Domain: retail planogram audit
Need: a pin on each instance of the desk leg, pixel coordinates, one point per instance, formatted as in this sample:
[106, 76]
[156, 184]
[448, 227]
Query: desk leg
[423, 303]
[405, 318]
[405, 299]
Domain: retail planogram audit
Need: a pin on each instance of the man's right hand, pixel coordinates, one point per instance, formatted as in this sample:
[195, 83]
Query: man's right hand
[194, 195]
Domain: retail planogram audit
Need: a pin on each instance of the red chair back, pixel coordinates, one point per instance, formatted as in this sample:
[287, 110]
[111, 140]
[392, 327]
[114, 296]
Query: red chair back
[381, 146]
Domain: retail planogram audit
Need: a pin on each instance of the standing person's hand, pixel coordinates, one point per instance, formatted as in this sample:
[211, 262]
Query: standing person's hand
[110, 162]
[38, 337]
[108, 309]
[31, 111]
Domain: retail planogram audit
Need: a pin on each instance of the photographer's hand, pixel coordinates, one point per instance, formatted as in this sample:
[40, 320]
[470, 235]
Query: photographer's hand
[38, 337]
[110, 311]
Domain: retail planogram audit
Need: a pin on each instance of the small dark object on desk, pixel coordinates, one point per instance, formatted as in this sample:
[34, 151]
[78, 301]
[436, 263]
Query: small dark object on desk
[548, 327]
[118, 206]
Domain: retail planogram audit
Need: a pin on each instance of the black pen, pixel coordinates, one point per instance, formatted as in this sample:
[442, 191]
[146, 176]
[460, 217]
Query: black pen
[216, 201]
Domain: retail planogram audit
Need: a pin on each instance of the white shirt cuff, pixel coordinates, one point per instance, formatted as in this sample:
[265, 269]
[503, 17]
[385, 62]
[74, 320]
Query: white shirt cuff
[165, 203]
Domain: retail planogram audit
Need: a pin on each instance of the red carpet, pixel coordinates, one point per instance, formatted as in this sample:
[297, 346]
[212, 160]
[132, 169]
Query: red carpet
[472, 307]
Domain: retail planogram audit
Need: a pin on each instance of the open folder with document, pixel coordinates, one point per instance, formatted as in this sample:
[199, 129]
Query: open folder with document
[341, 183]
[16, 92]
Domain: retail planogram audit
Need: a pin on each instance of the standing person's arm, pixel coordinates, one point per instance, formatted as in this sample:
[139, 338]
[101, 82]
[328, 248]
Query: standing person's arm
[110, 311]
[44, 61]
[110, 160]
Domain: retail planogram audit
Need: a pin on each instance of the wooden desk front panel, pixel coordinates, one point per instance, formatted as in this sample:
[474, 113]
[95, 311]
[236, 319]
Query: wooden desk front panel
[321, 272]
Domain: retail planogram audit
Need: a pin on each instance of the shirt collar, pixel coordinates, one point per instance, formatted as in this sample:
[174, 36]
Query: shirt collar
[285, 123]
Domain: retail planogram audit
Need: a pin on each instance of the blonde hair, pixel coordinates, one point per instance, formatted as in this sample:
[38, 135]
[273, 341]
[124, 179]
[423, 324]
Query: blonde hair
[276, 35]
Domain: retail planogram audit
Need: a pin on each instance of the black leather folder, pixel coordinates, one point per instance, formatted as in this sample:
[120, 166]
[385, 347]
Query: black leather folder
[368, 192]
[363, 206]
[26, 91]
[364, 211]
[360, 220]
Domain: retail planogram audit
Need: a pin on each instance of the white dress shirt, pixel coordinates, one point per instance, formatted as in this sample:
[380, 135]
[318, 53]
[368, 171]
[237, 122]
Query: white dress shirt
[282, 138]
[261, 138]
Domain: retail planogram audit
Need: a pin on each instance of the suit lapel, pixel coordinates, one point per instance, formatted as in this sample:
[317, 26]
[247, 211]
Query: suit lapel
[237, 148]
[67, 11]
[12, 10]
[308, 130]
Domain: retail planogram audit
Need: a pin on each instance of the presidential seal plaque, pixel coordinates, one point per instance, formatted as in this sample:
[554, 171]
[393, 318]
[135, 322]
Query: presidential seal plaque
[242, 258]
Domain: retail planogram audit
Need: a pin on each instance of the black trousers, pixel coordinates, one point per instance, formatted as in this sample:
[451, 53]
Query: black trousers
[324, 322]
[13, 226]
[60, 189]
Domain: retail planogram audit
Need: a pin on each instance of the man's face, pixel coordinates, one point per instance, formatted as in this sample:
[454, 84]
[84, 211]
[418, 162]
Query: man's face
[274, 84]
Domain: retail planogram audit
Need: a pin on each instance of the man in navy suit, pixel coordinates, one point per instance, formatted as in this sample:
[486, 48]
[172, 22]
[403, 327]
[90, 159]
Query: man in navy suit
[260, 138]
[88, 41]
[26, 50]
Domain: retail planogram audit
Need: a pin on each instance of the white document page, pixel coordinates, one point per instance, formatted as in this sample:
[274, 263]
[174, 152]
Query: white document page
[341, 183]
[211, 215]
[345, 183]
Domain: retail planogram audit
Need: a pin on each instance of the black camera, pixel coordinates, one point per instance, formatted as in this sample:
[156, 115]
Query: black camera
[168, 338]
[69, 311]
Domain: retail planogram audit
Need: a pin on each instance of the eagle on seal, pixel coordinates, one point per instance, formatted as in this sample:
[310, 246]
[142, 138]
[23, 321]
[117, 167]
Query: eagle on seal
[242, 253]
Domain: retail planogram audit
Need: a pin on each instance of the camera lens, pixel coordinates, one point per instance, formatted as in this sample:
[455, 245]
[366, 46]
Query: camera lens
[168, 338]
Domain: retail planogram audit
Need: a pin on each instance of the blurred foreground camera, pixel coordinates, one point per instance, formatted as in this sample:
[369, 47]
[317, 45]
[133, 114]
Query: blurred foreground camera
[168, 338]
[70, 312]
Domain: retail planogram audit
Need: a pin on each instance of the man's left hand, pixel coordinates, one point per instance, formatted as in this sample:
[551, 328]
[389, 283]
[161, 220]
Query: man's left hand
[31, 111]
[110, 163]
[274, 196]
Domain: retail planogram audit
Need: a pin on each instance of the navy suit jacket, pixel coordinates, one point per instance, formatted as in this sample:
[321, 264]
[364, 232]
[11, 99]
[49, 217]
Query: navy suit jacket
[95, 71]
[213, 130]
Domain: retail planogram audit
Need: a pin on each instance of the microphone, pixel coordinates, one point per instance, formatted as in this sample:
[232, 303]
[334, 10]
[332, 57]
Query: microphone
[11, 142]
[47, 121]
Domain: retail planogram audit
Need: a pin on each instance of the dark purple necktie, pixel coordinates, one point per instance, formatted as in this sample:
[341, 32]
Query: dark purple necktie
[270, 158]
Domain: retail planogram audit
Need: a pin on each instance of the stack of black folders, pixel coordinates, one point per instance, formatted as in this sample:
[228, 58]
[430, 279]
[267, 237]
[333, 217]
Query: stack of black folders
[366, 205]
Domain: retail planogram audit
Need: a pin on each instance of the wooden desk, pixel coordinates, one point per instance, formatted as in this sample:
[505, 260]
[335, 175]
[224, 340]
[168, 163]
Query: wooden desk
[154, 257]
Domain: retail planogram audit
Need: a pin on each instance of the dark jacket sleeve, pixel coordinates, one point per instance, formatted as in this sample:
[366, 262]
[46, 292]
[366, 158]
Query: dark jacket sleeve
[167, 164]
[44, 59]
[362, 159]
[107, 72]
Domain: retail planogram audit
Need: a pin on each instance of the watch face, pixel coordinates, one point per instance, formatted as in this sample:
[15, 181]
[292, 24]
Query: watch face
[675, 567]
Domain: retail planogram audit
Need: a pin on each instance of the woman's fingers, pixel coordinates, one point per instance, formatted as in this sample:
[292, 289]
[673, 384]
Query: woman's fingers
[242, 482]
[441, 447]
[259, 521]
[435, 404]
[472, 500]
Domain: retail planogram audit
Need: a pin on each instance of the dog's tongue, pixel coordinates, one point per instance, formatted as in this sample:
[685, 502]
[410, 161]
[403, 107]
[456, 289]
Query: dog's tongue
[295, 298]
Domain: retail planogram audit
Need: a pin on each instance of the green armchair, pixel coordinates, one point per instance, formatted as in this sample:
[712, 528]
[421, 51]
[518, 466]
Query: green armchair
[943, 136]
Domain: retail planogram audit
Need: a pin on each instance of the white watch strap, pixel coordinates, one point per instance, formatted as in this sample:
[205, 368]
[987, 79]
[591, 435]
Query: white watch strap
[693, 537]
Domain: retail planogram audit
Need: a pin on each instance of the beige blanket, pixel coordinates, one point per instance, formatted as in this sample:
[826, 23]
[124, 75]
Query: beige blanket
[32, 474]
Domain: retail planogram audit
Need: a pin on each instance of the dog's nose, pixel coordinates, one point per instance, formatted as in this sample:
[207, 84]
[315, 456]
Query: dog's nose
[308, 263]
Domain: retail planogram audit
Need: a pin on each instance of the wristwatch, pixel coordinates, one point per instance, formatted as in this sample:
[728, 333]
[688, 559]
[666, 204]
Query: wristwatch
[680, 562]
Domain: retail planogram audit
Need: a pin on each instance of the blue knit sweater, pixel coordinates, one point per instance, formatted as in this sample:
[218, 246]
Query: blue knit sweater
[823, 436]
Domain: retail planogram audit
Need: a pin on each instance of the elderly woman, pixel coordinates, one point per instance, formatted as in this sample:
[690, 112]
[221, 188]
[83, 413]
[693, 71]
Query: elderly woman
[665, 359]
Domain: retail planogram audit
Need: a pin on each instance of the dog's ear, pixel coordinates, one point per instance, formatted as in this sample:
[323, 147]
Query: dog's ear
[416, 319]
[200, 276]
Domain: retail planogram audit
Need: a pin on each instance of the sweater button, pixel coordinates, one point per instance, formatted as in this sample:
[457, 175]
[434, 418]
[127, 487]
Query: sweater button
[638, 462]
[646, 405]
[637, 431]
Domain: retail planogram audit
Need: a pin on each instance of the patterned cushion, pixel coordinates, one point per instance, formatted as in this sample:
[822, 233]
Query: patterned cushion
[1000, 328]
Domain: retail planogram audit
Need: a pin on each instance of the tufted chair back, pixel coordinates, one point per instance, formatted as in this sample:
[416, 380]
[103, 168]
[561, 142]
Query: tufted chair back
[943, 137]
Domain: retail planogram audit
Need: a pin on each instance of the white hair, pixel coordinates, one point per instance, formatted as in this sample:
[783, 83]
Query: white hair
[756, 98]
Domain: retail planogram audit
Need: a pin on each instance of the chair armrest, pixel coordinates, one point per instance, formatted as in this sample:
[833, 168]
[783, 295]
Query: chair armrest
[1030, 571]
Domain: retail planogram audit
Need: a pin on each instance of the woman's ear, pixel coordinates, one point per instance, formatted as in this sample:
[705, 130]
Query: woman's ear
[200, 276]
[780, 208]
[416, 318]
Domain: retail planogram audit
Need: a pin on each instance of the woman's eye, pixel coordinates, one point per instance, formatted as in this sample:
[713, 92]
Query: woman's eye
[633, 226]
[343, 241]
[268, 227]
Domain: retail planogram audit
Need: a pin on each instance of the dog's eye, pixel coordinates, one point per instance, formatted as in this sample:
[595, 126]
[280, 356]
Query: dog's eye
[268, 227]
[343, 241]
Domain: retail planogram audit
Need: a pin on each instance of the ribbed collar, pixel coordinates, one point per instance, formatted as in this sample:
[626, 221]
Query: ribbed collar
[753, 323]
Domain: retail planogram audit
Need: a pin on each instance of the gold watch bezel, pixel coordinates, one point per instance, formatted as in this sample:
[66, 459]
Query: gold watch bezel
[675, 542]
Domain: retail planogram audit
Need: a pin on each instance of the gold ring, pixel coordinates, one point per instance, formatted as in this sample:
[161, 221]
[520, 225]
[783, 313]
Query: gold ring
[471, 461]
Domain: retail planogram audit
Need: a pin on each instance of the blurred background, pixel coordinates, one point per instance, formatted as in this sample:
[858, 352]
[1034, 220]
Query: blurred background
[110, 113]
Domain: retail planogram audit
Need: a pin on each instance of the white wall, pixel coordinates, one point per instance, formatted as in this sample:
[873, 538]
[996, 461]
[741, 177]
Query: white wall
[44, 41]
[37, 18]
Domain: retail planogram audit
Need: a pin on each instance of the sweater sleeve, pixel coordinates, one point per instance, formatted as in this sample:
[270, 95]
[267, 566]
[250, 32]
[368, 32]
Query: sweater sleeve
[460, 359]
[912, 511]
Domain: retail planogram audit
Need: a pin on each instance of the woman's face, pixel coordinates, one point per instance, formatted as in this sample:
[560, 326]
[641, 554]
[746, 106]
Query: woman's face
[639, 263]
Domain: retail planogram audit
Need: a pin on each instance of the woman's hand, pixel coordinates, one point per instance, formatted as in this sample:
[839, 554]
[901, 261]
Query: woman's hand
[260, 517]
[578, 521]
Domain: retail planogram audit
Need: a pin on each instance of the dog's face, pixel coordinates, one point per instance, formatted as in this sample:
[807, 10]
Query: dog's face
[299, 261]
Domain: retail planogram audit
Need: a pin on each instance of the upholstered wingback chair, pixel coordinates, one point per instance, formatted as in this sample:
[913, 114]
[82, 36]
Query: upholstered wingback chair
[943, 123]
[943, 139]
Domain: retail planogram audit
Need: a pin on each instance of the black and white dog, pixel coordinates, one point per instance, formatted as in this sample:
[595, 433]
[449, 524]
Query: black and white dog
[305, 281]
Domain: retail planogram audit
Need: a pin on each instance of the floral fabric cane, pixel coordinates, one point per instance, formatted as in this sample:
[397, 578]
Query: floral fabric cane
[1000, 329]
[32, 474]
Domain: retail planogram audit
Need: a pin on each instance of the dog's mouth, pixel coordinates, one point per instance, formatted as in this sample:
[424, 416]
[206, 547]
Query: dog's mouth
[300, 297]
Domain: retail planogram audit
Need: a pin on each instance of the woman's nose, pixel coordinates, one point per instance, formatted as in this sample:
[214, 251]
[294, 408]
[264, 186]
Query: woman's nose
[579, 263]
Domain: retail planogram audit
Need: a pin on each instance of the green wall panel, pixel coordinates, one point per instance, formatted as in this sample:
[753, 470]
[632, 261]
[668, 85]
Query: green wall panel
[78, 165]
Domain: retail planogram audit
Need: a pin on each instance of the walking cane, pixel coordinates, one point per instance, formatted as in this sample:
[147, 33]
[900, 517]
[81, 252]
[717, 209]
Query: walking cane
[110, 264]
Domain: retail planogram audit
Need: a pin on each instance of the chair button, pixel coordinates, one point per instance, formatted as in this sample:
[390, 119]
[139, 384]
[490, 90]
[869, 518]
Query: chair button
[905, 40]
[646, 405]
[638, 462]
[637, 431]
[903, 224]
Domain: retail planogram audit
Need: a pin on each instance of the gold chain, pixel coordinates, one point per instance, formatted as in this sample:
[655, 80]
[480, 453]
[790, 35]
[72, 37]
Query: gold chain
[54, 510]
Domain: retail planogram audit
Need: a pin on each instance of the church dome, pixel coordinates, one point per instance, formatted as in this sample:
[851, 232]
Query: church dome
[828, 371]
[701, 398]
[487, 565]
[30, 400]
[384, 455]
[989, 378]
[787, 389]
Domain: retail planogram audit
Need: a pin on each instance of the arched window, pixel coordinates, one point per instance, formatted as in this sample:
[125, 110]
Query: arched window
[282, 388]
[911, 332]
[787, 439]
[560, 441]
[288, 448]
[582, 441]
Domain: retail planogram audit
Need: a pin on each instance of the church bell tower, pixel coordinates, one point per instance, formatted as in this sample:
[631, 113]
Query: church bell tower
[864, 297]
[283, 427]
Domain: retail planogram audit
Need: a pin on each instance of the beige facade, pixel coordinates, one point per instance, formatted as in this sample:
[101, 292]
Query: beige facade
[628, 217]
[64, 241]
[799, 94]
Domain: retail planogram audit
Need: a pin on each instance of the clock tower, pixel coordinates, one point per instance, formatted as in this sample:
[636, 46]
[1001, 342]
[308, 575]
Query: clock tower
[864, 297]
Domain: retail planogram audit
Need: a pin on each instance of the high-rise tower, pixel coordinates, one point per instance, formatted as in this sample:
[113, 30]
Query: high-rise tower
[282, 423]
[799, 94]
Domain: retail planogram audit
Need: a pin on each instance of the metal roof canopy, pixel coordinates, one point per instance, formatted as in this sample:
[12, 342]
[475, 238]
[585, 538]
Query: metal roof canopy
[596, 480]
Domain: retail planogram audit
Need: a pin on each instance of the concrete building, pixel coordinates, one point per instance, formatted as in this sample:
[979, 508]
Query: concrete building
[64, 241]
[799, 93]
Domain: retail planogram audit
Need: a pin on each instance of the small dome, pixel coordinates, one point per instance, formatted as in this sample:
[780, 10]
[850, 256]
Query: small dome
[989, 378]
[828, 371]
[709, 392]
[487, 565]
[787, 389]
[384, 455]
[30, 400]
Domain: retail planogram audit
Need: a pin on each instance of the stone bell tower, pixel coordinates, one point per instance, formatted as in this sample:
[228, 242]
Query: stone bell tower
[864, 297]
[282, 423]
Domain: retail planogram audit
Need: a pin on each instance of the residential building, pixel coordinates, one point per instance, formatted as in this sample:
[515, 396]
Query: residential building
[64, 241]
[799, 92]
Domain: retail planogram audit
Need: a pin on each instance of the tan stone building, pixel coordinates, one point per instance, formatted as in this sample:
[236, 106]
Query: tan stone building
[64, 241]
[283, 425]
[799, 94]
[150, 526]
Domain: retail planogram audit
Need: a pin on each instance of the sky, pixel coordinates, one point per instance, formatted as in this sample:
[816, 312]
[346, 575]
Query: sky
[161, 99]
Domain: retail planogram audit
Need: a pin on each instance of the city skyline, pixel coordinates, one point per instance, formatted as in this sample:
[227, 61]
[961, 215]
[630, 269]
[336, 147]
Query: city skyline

- [Goal of the exercise]:
From the entries above, copy each line that contains the word "trousers". Treat uppercase and lowercase letters as distinct when matching.

- [Task answer]:
Need: a pin on each instance of the black trousers, pixel coordinates, one point per instance, formatted as in this sample:
Query: black trousers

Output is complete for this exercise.